▸ Extract to read:
■ ■ ■ ■ ■ ■ ■
The consolidation and conditions for the transfer of copyright (identification of authorship) is carried out in the License Agreement. In particular, the authors reserve the right to the authorship of their manuscript and transfer the first publication of this work to the journal under the terms of the Creative Commons CC BY license. At the same time, they have the right to conclude on their own additional agreements concerning the non-exclusive distribution of the work in the form in which it was published by this journal, but provided that the link to the first publication of the article in this journal is preserved.
A license agreement is a document in which the author warrants that he/she owns all copyright for the work (manuscript, article, etc.).
The authors, signing the License Agreement with TECHNOLOGY CENTER PC, have all rights to the further use of their work, provided that they link to our edition in which the work was published.
According to the terms of the License Agreement, the Publisher TECHNOLOGY CENTER PC does not take away your copyrights and receives permission from the authors to use and dissemination of the publication through the world's scientific resources (own electronic resources, scientometric databases, repositories, libraries, etc.).
In the absence of a signed License Agreement or in the absence of this agreement of identifiers allowing to identify the identity of the author, the editors have no right to work with the manuscript.
It is important to remember that there is another type of agreement between authors and publishers – when copyright is transferred from the authors to the publisher. In this case, the authors lose ownership of their work and may not use it in any way.
■ ■ ■ ■ ■ ■ ■
▸ Data records:
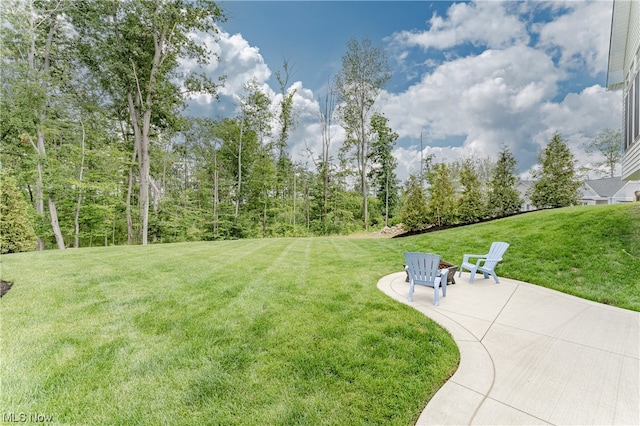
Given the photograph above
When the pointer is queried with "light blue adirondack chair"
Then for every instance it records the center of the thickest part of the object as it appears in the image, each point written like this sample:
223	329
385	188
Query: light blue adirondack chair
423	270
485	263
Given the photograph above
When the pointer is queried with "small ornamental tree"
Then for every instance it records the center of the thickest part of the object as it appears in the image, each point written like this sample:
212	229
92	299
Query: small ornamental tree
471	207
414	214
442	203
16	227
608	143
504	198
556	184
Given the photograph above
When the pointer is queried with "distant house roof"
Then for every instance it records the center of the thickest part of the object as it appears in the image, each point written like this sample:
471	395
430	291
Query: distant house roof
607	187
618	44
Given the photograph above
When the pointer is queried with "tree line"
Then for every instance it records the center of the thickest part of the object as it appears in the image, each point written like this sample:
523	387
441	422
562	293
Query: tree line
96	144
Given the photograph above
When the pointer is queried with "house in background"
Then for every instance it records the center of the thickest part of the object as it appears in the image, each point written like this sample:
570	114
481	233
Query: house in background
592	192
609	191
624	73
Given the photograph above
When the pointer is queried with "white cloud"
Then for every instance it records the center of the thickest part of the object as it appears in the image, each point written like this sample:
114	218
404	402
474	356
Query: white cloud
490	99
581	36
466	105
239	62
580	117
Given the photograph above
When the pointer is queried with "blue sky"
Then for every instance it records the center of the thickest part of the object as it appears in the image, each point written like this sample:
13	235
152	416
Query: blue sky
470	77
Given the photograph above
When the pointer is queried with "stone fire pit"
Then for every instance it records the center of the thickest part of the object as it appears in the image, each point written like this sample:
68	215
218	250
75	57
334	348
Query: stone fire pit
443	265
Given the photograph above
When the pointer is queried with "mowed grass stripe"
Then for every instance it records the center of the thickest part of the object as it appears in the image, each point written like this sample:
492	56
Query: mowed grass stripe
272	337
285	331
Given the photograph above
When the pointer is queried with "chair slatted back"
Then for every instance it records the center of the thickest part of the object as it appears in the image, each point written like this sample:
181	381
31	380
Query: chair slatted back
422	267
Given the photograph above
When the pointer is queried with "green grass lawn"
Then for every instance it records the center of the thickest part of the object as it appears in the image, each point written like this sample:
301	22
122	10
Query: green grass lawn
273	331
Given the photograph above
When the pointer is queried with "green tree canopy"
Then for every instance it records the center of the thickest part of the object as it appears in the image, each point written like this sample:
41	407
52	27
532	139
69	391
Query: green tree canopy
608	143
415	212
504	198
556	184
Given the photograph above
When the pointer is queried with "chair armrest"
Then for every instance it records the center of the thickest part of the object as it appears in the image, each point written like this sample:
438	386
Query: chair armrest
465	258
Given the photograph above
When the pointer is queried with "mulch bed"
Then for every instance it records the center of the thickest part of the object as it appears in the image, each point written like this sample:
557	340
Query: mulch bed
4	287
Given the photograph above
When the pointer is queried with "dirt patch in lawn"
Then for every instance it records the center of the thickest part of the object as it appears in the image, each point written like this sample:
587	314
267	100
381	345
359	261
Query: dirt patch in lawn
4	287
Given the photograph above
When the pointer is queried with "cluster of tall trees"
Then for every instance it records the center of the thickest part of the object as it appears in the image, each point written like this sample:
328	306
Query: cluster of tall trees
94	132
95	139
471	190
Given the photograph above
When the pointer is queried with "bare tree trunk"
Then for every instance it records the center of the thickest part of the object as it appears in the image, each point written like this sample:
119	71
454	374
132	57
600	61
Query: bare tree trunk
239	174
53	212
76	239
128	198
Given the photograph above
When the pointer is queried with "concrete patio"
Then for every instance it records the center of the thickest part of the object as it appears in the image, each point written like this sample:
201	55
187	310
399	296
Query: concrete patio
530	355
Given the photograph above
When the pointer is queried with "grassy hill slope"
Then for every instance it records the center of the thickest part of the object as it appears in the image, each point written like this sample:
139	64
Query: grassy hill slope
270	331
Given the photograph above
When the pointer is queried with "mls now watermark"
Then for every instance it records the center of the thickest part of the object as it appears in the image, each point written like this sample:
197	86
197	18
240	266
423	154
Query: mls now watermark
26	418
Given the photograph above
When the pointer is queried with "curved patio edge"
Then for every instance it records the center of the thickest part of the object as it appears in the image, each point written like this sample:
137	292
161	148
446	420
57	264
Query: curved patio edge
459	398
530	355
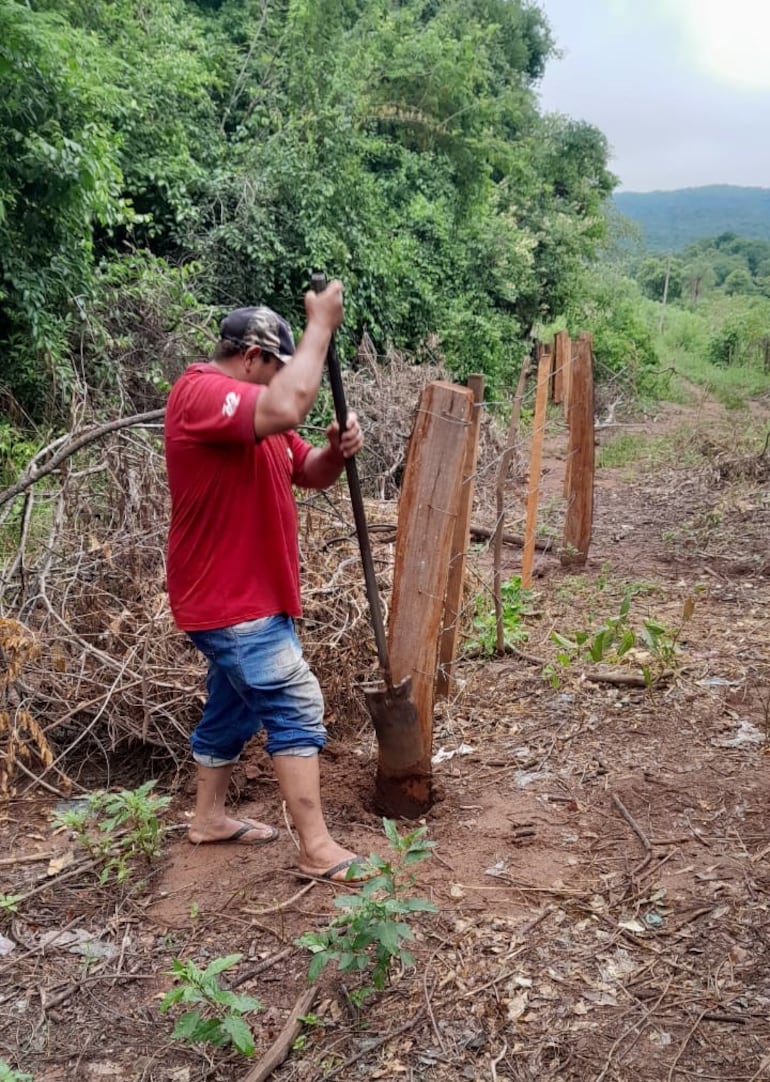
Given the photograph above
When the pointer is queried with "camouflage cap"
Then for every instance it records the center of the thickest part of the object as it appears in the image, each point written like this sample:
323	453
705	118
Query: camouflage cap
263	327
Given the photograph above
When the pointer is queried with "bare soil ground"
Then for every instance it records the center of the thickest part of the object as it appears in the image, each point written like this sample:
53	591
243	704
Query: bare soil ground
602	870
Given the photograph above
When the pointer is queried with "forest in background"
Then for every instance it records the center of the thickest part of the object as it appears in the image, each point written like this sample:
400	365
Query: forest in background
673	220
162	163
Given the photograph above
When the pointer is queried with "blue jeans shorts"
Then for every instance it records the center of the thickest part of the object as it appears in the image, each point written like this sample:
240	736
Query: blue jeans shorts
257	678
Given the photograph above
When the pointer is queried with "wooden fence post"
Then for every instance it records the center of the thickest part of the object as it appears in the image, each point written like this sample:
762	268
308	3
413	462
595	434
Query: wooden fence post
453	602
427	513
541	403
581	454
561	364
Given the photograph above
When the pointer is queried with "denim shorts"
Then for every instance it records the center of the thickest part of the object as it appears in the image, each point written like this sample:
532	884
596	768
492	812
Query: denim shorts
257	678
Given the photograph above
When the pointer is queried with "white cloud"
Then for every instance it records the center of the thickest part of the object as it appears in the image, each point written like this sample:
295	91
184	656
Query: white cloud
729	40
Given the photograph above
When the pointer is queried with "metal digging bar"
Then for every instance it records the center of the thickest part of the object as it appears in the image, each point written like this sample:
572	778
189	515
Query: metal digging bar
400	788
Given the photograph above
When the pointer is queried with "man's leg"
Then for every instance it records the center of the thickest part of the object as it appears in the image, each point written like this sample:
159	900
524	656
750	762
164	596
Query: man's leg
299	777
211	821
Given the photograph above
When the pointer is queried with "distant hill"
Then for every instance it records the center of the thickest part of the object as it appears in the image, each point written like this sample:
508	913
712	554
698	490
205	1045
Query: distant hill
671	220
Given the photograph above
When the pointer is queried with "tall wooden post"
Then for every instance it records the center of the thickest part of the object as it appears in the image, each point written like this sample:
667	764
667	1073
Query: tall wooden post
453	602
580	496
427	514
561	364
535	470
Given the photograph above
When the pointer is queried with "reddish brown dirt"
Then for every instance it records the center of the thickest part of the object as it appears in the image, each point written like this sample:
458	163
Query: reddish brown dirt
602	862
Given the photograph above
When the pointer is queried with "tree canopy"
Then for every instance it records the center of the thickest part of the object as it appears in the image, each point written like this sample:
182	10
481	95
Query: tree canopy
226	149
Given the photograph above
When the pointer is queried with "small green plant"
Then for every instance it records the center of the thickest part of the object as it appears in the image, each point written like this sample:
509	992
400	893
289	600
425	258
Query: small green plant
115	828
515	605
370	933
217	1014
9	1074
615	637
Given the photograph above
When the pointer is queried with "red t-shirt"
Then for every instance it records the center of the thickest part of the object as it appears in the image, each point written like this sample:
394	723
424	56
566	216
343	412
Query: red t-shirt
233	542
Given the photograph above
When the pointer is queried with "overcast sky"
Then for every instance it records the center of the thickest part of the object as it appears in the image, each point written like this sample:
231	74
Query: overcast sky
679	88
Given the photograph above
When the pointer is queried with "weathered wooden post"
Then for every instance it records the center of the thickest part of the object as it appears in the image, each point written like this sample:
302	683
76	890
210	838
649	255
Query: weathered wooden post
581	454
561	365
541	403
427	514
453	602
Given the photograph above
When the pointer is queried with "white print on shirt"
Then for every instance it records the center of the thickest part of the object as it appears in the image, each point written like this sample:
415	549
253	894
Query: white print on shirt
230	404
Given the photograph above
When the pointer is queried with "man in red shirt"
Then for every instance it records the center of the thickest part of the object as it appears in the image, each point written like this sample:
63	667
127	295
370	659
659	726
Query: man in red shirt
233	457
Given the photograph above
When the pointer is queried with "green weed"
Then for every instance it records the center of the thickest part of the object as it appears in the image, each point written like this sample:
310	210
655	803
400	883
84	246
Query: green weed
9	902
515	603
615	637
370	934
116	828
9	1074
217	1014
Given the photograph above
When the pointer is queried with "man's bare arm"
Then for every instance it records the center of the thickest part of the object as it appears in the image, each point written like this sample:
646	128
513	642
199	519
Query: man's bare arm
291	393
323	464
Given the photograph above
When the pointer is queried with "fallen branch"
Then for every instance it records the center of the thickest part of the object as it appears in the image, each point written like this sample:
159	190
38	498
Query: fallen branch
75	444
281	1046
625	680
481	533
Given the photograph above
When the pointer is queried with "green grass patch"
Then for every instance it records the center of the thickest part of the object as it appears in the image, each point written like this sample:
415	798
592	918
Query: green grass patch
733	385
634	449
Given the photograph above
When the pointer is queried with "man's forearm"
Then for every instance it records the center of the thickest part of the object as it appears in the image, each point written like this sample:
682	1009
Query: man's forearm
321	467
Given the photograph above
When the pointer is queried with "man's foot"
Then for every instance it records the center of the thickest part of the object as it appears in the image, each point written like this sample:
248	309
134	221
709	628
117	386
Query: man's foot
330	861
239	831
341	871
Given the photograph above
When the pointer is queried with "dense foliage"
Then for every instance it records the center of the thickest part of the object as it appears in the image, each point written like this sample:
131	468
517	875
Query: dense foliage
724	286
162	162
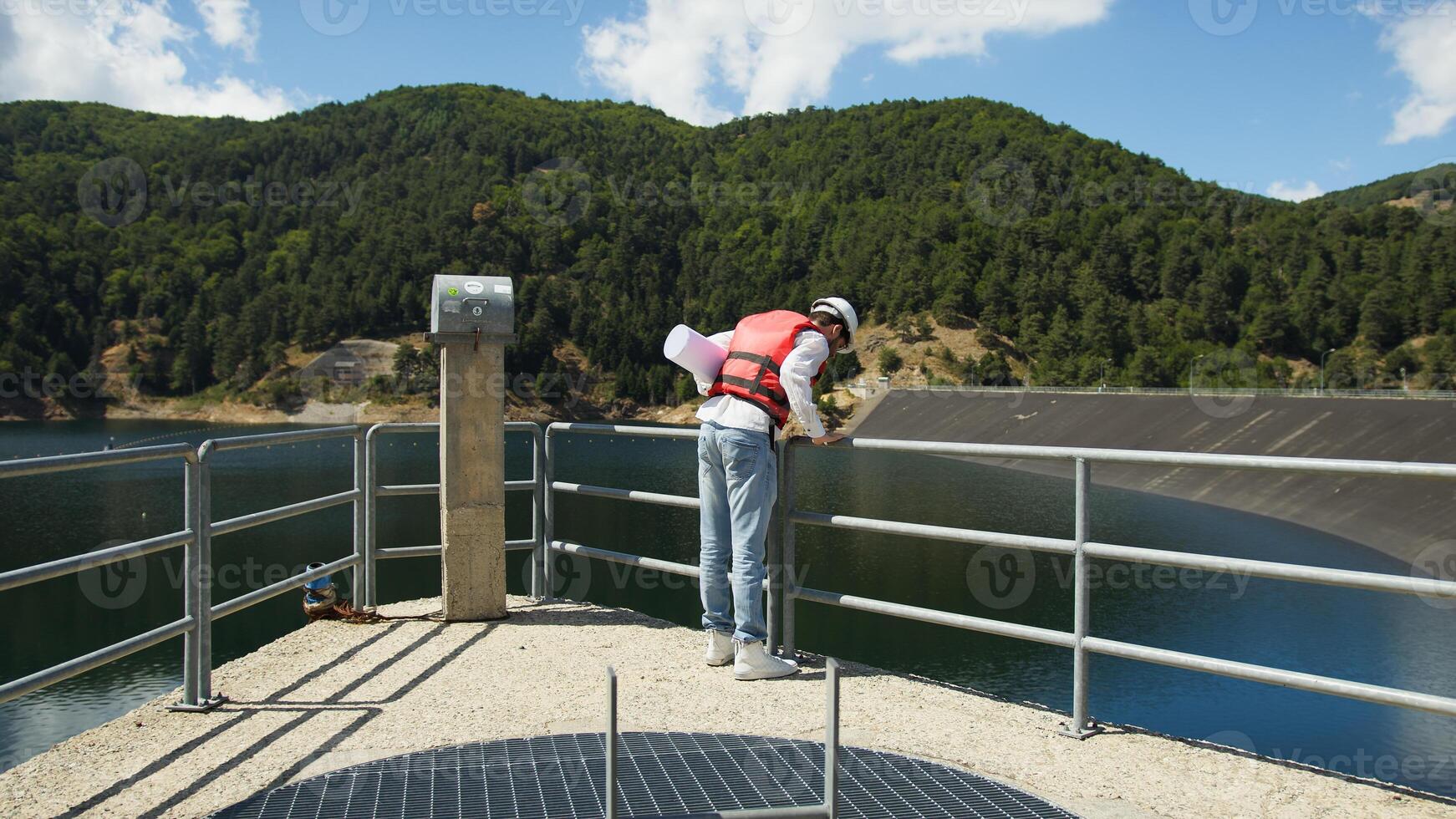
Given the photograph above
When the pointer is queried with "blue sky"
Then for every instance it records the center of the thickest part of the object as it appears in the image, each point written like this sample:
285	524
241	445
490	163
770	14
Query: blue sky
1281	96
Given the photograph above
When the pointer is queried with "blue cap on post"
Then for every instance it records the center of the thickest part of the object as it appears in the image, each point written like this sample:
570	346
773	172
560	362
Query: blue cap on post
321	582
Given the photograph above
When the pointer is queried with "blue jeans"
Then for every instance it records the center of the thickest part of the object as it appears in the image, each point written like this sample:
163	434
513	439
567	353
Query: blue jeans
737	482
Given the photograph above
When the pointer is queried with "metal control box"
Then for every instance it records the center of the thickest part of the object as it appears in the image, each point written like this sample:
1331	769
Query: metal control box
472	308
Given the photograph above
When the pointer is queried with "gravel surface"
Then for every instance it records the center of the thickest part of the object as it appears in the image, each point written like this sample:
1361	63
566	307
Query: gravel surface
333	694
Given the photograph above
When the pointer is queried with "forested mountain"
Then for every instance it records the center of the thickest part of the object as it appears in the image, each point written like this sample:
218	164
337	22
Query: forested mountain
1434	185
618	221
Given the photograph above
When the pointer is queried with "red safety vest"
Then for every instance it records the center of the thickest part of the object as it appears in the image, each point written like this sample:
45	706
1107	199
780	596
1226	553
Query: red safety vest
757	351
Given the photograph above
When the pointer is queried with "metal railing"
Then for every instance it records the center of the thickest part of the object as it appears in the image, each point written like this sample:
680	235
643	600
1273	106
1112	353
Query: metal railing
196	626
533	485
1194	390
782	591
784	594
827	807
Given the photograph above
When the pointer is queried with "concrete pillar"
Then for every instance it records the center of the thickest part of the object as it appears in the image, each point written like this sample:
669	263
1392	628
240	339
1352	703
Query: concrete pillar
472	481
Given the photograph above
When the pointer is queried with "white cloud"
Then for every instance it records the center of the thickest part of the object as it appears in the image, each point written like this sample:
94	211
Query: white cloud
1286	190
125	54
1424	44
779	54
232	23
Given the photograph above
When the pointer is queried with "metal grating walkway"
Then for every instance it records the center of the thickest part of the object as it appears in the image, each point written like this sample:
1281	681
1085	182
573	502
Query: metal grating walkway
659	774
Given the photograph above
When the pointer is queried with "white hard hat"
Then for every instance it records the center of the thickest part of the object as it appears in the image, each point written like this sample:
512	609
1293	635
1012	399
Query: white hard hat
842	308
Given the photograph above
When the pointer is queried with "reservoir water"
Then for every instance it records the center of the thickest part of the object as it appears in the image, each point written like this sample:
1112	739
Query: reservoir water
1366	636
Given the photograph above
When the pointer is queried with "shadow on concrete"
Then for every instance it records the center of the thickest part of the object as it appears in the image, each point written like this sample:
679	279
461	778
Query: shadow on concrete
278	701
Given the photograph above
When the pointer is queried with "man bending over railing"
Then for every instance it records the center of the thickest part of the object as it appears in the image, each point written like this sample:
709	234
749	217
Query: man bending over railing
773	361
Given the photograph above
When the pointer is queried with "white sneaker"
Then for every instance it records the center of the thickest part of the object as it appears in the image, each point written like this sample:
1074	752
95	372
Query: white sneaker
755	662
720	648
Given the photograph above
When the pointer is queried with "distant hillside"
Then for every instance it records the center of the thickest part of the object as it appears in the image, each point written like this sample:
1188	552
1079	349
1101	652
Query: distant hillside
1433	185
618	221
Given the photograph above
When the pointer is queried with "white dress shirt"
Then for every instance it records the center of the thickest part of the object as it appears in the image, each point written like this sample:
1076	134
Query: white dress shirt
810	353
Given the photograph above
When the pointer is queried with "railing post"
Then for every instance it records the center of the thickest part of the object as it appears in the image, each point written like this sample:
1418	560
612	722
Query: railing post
■ ■ ■ ■ ■ ■ ■
▸ Work instructions:
Reproduce word for word the stretch of the license agreement passage from "According to the" through "repositories, libraries, etc.).". The rows have no connection to the license agreement passage.

▸ Exercise result:
According to the terms of the License Agreement, the Publisher TECHNOLOGY CENTER PC does not take away your copyrights and receives permission from the authors to use and dissemination of the publication through the world's scientific resources (own electronic resources, scientometric databases, repositories, libraries, etc.).